§ JOB: Reproduce the records below without any change, from the first line through the line containing "(0, 0), (366, 181)", with that line included.

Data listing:
::::::

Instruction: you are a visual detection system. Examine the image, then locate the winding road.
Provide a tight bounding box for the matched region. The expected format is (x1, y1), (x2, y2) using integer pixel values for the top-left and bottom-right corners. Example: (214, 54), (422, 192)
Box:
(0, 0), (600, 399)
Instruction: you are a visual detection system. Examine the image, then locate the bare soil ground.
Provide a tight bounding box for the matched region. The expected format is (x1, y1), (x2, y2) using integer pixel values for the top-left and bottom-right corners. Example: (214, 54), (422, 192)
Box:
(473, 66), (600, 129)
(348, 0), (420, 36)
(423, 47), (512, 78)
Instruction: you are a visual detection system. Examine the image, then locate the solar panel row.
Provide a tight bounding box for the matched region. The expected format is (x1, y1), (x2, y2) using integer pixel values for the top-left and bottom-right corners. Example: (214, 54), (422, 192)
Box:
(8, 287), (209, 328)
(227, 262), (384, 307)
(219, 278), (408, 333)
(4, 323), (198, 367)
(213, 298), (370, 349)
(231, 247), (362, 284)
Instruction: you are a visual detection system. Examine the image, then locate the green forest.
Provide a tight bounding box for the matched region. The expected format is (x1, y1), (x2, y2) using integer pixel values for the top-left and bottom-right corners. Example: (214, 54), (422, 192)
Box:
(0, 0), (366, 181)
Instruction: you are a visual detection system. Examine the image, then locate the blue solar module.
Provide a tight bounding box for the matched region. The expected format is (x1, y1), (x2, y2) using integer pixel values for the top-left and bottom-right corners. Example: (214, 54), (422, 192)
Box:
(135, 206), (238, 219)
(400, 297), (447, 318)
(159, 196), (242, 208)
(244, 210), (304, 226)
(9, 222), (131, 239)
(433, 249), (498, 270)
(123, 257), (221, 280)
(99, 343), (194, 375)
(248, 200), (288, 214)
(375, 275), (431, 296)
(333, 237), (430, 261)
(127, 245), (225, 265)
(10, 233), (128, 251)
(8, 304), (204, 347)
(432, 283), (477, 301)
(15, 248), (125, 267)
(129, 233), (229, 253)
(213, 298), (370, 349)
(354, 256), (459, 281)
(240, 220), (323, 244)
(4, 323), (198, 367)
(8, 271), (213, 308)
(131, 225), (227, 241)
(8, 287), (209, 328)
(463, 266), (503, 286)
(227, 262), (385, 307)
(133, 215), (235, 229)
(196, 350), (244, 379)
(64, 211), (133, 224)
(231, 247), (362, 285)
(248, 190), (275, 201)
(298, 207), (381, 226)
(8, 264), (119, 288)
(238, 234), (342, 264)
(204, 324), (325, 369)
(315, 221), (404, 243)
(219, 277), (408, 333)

::::::

§ SOLUTION FOR THIS TASK:
Instruction: you are a visual detection system. Examine the image, then locate the winding road.
Provide a tight bounding box for the matched region. The expected format is (x1, y1), (x2, y2) using integer pixel values for the top-left and bottom-right corners. Example: (214, 54), (422, 192)
Box:
(0, 0), (600, 399)
Instruction: you are a visual detection system. Examine the image, then locate the bare soil ground.
Provide a tight bounding box for the matched region. The expected format is (x1, y1), (x2, y2) using integer pixel values for the top-left and bottom-right corners. Example: (214, 54), (422, 192)
Box:
(473, 66), (600, 129)
(348, 0), (420, 36)
(423, 47), (512, 78)
Instruction: you are a visual detection system. Examine the image, then locate the solar panel row.
Provide a tight bounding box for the matched region. The expected format is (x1, y1), (x2, y2) using integer pixel values for the top-left and bottom-right corners. Example: (214, 54), (422, 192)
Box:
(8, 287), (209, 328)
(227, 262), (384, 307)
(219, 278), (408, 333)
(4, 323), (198, 367)
(213, 298), (370, 349)
(231, 247), (362, 284)
Instruction: you are a visual detection system. Examine the image, then locate the green forest.
Provide a tight bounding box for the matched region. The expected format is (x1, y1), (x2, y2) using integer pixel values for the top-left and bottom-right corners. Example: (214, 54), (422, 192)
Box:
(0, 0), (366, 181)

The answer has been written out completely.